> **Activities**
A) In the prostate cancer screening passage, rewrite the text starting with "Example 2: Accuracy" and going on through "but specificity reduced.", replacing "DRE" with "digital rectal exam".
B) According to the prostate cancer screening passage, why might it be acceptable to leave a sizeable proportion of men with prostate cancer undiagnosed? Answer in one to three sentences.
C) Translate this sentence from the prostate cancer screening passage into Spanish: "If either one or the other test is positive, then sensitivity is increased, but specificity reduced."

> **Selected passage**
- Opening Delimiter -
Example 2: Accuracy of One or Two INDEPENDENTLY Administered Prostate Cancer Screening Tests Section
What if you used two tests? Let's add these data to the table:
Test Characteristics of PSA and DRE | |||
---|---|---|---|
Sensitivity | Specificity | Positive Predictive Value | |
Abnormal PSA (> 4.0 micrograms/milliliter) |
0.67 | 0.97 | 0.43 |
Abnormal DRE | 0.50 | 0.94 | 0.24 |
Abnormal DRE or Abnormal PSA | 0.84 | 0.92 | 0.28 |
Abnormal DRE and Abnormal PSA | 0.34 | 0.995 | 0.49 |
Adapted from: Kramer BS, Brown ML, Prorok PC, Potosky AL, Gohagan JK. Prostate cancer screening: what we know and what we need to know. Ann Int Med 1993;119:914-923
If either one or the other test is positive, then sensitivity is increased, but specificity reduced.
What if both tests are positive? Will using a higher standard for declaring disease results in lower sensitivity? This is the case, sensitivity goes down while the test becomes more specific. This approach does produce the highest positive predictive value.
If the goal is to have the highest positive predictive value, the best choice is to require both tests to be abnormal. However, what is the consequence of letting two-thirds of prostate cancer cases go undiagnosed? PSA is obtained from a simple blood draw. DRE is uncomfortable but temporary, so there is not much long-term consequence from either of the test procedures. Abnormal test results, however, are often followed by biopsies which are costly, uncomfortable, and have significant co-morbidities associated with them. We don't want to put men through the follow-up unnecessarily. Prostate cancer is often slow-growing and is not communicable. If the consequences of watchful waiting are not great, we may be willing to let a sizeable proportion of men who actually have prostate cancer go undiagnosed. The choice of tests and how to use them for screening purposes is heavily influenced by the consequences of making a wrong decision.
- Closing Delimiter -
Stored data entries:
- Opening Delimiter -
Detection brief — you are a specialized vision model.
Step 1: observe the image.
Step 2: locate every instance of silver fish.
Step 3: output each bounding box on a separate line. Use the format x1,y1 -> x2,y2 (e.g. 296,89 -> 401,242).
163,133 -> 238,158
- Closing Delimiter -
> **Answers for the exercise**
A)
Example 2: Accuracy of One or Two INDEPENDENTLY Administered Prostate Cancer Screening Tests Section
What if you used two tests? Let's add these data to the table:
Test Characteristics of PSA and digital rectal exam | |||
---|---|---|---|
Sensitivity | Specificity | Positive Predictive Value | |
Abnormal PSA (> 4.0 micrograms/milliliter) |
0.67 | 0.97 | 0.43 |
Abnormal digital rectal exam | 0.50 | 0.94 | 0.24 |
Abnormal digital rectal exam or Abnormal PSA | 0.84 | 0.92 | 0.28 |
Abnormal digital rectal exam and Abnormal PSA | 0.34 | 0.995 | 0.49 |
Adapted from: Kramer BS, Brown ML, Prorok PC, Potosky AL, Gohagan JK. Prostate cancer screening: what we know and what we need to know. Ann Int Med 1993;119:914-923
If either one or the other test is positive, then sensitivity is increased, but specificity reduced.

B) Abnormal test results are often followed by biopsies that are costly, uncomfortable and carry significant co-morbidities, so men should not be put through that follow-up unnecessarily. Prostate cancer is also often slow-growing and not communicable. If the consequences of watchful waiting are not great, missing some cases may be acceptable.

C) Si una u otra prueba es positiva, la sensibilidad aumenta, pero la especificidad se reduce.